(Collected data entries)
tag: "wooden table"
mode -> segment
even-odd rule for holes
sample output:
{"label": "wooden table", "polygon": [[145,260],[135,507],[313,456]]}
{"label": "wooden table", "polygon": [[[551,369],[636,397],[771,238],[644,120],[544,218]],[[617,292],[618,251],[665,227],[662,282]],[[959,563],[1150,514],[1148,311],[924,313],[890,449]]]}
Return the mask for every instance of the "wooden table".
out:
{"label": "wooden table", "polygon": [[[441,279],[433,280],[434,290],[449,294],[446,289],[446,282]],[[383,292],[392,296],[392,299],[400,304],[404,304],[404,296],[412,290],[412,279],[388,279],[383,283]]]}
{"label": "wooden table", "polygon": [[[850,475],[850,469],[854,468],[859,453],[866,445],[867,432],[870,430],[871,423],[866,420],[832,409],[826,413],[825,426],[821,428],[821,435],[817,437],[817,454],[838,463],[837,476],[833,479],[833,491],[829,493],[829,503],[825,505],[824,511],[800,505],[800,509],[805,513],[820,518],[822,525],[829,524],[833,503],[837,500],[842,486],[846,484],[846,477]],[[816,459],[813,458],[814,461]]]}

==

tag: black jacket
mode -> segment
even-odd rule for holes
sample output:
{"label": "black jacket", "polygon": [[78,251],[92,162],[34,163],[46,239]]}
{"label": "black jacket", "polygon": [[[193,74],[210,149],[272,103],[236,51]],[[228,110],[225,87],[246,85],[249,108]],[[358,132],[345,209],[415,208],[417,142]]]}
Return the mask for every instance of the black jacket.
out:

» WORK INSTRUCTIONS: From the data above, gather every line that includes the word "instance".

» THE ANSWER:
Return the mask for every instance of the "wooden table".
Return the mask for every instance of the black jacket.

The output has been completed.